*** Material supplied

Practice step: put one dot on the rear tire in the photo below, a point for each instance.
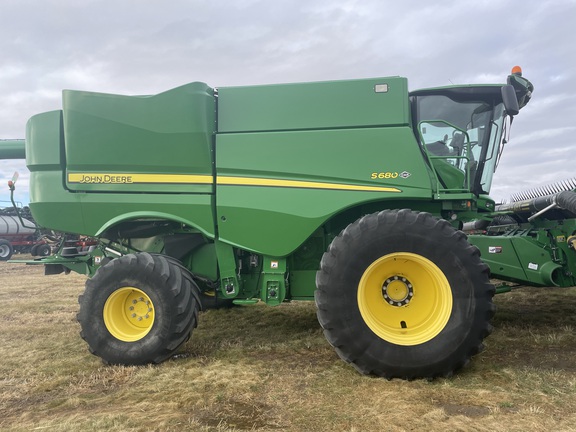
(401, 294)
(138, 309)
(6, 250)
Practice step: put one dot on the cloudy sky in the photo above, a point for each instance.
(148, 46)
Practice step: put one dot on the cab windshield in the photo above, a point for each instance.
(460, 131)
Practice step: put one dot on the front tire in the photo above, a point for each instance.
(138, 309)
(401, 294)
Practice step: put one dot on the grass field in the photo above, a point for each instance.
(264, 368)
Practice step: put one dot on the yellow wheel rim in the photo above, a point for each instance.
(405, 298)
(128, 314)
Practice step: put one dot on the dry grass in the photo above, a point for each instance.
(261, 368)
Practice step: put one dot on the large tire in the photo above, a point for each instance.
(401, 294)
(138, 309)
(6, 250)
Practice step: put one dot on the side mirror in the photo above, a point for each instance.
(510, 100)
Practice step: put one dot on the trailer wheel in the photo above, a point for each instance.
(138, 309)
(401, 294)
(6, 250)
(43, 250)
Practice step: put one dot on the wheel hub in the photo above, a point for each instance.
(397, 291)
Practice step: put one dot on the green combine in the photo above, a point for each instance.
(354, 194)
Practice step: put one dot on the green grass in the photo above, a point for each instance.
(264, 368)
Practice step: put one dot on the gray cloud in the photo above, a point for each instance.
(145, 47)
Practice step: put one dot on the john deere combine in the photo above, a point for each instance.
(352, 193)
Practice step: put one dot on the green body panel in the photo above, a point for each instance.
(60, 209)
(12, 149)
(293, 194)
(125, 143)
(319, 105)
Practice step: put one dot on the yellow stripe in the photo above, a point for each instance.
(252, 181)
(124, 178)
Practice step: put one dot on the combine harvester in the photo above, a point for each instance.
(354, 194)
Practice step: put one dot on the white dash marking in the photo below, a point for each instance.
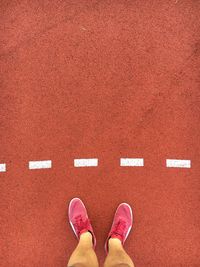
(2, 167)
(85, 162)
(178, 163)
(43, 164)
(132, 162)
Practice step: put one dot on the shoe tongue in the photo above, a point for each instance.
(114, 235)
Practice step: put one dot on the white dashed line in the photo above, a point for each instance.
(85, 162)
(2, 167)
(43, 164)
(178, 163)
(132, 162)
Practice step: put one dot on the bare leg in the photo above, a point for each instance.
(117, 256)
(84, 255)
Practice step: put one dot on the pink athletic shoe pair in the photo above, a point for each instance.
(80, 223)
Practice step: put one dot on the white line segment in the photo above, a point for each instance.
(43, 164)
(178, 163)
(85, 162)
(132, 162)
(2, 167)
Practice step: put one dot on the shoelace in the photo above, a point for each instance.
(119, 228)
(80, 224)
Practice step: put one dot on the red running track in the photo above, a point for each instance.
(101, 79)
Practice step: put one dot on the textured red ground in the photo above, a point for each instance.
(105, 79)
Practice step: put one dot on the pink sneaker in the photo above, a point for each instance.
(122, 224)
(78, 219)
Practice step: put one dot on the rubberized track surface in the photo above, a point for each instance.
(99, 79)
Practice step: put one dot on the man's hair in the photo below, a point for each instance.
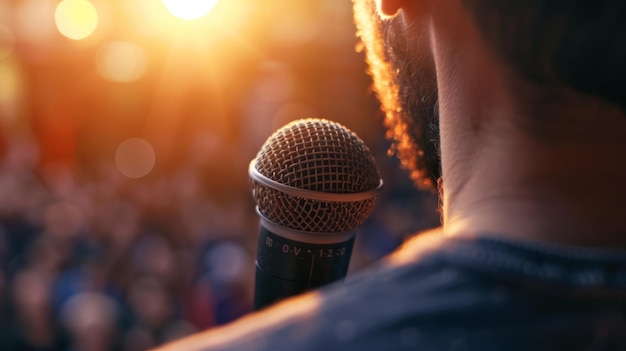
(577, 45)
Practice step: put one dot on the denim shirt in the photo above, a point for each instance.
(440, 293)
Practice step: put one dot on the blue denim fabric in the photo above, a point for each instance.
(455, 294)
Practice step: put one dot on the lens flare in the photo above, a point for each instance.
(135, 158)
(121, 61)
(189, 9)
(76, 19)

******

■ Exercise instructions ■
Omit every picture, then reproduce the rest of the listing exactly.

■ Task result ■
Practice step: put one dot on the rear tire in the photo below, a point for each instance.
(401, 294)
(138, 309)
(6, 250)
Practice step: put one dot on the cloudy sky in the photo above, a point for each instance.
(148, 46)
Practice step: put one dot on the cab windshield in the photo above, a point for each instance.
(460, 131)
Practice step: put one dot on the front tire in the photo above, a point for each instance.
(138, 309)
(401, 294)
Practice step: put one dot on the grass field in the photo above, a point for each instance.
(264, 368)
Practice step: put one dot on the yellow wheel rim in the photo above, a point for each instance.
(405, 298)
(128, 314)
Practice step: put one dot on the dry grass in the photo above, a point for each instance.
(261, 368)
Practice step: put one dot on the large tire in the photo above, a point for each instance.
(401, 294)
(138, 309)
(6, 250)
Practice step: put one dot on the side mirror in the photo above, a point for each instance.
(510, 100)
Practice step: put one dot on the trailer wheel in the photo above, a point for each instance.
(138, 309)
(401, 294)
(6, 250)
(43, 250)
Practice step: put one dot on the wheel hub in the photo above, a point for each instance.
(397, 291)
Practice step: put one dot on the green combine in the photo above, a point for each instance.
(354, 194)
Practice step: put one dot on the green grass in the photo above, a point for each instance.
(264, 368)
Practice step: put one dot on the gray cloud in the photo above, a point for each instance.
(145, 47)
Practice step: put one dot on the john deere combine in the photo above, a point for each instance.
(352, 193)
Practice step: put one dot on the green body panel in the photo above, a point for each instance.
(60, 209)
(12, 149)
(293, 194)
(125, 143)
(319, 105)
Practice step: put one dot on the yellow stripe in the photo above, a point for each instance.
(252, 181)
(124, 178)
Practice step: put one dot on the combine harvester in the photo above, a point for each instance.
(354, 194)
Practice step: put one dot on the white dash marking in the photo below, a point for each instance.
(2, 167)
(85, 162)
(178, 163)
(43, 164)
(132, 162)
Practice step: put one dot on the shoe tongue in the photo above, a point for each instance.
(114, 235)
Practice step: put one dot on the white dashed line in the photo above, a point for each instance.
(85, 162)
(2, 167)
(43, 164)
(178, 163)
(132, 162)
Practice step: put one dot on the bare leg in the photo above, a point for each instance.
(117, 256)
(84, 255)
Practice step: put one dot on the pink athletic shoe pair in the photo above, a point for each instance.
(80, 223)
Practice step: put one dot on the white line segment in the photo above, a point for each instance.
(43, 164)
(178, 163)
(85, 162)
(132, 162)
(2, 167)
Practice step: put one dot on the shoelace in the photo above, a point for each instance.
(119, 228)
(80, 224)
Practice step: put one dot on the red running track in the photo above, a point for each instance.
(101, 79)
Practice step: put one dot on the textured red ground in the photo above, a point for each instance.
(105, 79)
Practice step: put one dot on the pink sneaker in the photo above, a point for each instance.
(122, 224)
(78, 219)
Practice step: put one dot on the rubberized track surface in the photo above, a point for each instance.
(99, 79)
Practice step: put one dot on the man's hair in the photo below, a point for each instance.
(577, 45)
Practice step: put one dot on the denim shirt in the photo above, a point for each instance.
(440, 293)
Practice step: put one dot on the blue denim fabric in the photo above, a point for each instance.
(455, 294)
Practice step: put one dot on the lens flare in the photo above, a point for each instance.
(135, 158)
(121, 61)
(189, 9)
(76, 19)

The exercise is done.